#### Task goal
Write out the whole listing, matching it exactly.

#### Data entries

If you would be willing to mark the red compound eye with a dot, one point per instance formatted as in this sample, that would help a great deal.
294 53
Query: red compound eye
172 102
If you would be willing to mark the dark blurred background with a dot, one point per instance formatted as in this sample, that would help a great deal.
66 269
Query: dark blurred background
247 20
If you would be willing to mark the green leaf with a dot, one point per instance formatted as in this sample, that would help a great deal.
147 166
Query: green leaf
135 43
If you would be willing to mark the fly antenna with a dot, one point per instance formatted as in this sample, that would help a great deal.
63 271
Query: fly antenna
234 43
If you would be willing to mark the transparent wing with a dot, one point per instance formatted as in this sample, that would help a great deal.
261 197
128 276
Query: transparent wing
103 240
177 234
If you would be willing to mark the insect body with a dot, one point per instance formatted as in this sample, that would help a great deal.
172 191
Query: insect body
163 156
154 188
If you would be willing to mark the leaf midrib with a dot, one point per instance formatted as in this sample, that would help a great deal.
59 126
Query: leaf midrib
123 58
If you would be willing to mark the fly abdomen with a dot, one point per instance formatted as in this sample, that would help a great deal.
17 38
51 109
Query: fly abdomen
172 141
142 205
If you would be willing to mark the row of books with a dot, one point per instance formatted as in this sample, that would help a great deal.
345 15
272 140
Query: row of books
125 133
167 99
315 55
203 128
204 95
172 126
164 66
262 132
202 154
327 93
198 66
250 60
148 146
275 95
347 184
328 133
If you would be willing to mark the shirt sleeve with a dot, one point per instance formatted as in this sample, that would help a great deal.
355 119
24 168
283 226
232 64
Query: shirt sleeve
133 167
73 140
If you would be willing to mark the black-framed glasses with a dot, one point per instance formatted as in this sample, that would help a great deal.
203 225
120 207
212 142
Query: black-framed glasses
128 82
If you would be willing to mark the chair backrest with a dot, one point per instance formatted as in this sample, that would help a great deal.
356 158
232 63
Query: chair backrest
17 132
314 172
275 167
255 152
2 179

#### Solved exercise
If you would be willing to mark the red compound eye with a dot, one point per instance formatted as in this sample, that would help a great deal.
294 53
Query: red compound eye
172 102
If you would be willing to mark the dark blurred background with a dot, one point per instance formatted as in this sample, that would help a great deal.
66 269
Query: dark blurred background
247 20
If you would be willing to mark the green leaf with a dot, one point per instance formatted as in this sample, that would help a great deal.
147 166
Query: green leaf
135 43
If you would be willing to mark the fly antenna with a dot, one point per instance formatted as in this sample, that would help a great deal.
63 271
Query: fly antenna
234 43
If you would be willing to mark the transparent wing with a dot, one point per instance formatted as in this sample, that would help a great deal.
261 197
128 276
Query: transparent wing
103 240
177 234
If you would be willing to mark the insect body with a dot, one point per instance formatted as in this sample, that would help a great deal.
172 191
Query: insect body
163 156
154 188
If you would be willing to mark the leaf midrib with a dot, one point per instance formatted as in this sample, that would help a great deal.
59 126
Query: leaf midrib
123 58
If you would be willing to mark the fly abdomen with a dot, one point per instance formatted as in this sample, that would help a great deal.
17 38
51 109
Query: fly abdomen
172 141
142 205
If you would be willing to mark the row of books with a dot, one point per instance formatted as in this sample, that would help a great deal.
345 15
272 140
Query: row of books
125 133
167 99
315 55
203 128
204 95
172 126
164 66
262 132
202 154
327 93
198 66
250 60
148 146
275 95
347 184
328 133
If you would be willing to mark the shirt sleeve with a dot, one point per instance formatted as in this sample, that would help a great deal.
355 119
24 168
283 226
232 64
Query: shirt sleeve
133 167
73 140
If you would be willing to mark the black-framed glasses with a dot, one point per instance formatted as in this sample, that would help a great deal.
203 225
120 207
212 142
Query: black-framed glasses
128 82
If you would be willing to mark the chair backrest with a dot, one point per instance formatted as in this sample, that would help a great deal.
356 158
232 63
Query: chair backrest
17 132
314 172
275 167
255 152
2 179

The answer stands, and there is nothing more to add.